Your objective —
Reproduce word for word the lines of the listing below, from the line that contains "Report x and y for each instance of the white washer" through the last line of the listing.

Exercise data —
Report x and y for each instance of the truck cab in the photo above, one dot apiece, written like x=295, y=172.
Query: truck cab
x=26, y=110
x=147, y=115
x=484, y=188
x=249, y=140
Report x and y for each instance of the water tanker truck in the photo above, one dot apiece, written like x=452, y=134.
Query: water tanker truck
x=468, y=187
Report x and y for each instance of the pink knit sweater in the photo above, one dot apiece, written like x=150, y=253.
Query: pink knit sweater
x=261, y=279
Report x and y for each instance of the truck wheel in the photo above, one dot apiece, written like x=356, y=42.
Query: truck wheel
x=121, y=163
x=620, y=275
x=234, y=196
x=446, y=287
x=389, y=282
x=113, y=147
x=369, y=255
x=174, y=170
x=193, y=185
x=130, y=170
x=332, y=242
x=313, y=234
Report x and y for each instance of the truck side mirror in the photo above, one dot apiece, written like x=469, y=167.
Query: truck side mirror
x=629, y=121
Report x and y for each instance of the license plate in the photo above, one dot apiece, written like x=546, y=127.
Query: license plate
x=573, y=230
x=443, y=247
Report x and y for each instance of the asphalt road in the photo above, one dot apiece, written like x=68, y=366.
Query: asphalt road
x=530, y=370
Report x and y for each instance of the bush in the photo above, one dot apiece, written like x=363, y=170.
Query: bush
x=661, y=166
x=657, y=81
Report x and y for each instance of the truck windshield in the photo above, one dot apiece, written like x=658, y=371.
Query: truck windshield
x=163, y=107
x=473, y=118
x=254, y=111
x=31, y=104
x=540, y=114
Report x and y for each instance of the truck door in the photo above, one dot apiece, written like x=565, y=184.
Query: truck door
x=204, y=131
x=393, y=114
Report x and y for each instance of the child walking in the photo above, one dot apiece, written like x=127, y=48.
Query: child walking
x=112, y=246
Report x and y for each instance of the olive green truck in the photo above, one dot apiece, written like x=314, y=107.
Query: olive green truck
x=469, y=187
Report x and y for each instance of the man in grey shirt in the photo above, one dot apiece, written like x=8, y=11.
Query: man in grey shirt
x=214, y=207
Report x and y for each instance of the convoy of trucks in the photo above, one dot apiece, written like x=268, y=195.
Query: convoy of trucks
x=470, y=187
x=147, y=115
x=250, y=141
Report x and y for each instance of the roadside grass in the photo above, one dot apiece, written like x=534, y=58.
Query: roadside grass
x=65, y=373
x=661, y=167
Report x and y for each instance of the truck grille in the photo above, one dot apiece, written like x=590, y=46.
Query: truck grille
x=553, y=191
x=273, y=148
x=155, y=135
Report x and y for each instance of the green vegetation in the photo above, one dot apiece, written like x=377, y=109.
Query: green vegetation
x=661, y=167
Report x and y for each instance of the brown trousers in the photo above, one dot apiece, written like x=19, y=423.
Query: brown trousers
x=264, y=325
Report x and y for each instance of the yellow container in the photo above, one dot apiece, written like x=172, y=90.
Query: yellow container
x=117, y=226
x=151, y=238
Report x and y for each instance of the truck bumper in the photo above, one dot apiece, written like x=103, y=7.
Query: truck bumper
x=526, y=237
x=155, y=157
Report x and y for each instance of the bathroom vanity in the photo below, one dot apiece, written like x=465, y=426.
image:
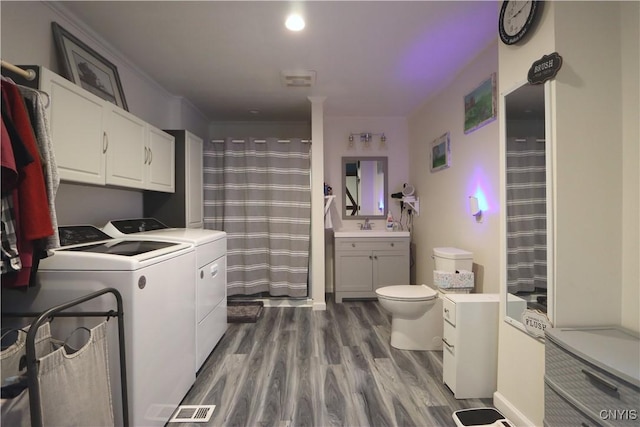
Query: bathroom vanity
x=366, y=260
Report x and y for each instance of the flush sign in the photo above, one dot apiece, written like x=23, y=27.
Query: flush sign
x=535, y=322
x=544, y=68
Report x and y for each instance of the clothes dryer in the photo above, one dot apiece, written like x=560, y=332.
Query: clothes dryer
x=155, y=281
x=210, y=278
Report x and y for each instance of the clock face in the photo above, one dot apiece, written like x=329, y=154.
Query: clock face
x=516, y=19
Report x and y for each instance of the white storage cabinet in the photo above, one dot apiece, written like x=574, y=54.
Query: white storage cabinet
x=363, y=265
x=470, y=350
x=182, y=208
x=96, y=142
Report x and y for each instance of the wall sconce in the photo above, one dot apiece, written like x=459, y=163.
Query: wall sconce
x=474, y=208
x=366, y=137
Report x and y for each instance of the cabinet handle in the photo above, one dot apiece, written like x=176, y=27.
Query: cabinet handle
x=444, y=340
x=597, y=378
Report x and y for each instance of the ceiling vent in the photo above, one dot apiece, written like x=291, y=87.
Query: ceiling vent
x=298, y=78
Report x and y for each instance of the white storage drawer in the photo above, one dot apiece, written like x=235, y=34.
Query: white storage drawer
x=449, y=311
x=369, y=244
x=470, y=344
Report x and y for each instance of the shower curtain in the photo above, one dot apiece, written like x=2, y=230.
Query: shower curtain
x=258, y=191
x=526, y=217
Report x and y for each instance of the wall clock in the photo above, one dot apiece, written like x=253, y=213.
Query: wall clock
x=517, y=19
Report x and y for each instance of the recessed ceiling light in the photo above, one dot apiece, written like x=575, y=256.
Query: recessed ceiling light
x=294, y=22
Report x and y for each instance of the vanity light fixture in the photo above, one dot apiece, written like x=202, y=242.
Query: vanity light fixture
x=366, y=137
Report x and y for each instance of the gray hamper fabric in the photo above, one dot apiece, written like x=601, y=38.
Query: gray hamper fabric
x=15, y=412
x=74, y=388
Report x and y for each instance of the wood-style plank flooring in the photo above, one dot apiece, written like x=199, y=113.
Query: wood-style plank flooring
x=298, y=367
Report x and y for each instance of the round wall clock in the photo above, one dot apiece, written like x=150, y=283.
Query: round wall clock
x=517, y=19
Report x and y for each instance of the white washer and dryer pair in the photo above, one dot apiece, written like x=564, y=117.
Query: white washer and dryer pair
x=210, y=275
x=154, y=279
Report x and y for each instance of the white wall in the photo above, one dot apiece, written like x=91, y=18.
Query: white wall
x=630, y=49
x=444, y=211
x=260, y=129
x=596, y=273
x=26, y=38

Correct result —
Report x and y for each instance of the white washer and dryer pair in the photo above, one dot apiece, written like x=564, y=117.
Query: white washer and dryer pair
x=210, y=275
x=154, y=279
Report x and y for each instance of the white wall in the photo above, one dot apiece, written like x=91, y=18.
Query: white wall
x=630, y=49
x=444, y=211
x=260, y=129
x=596, y=273
x=26, y=38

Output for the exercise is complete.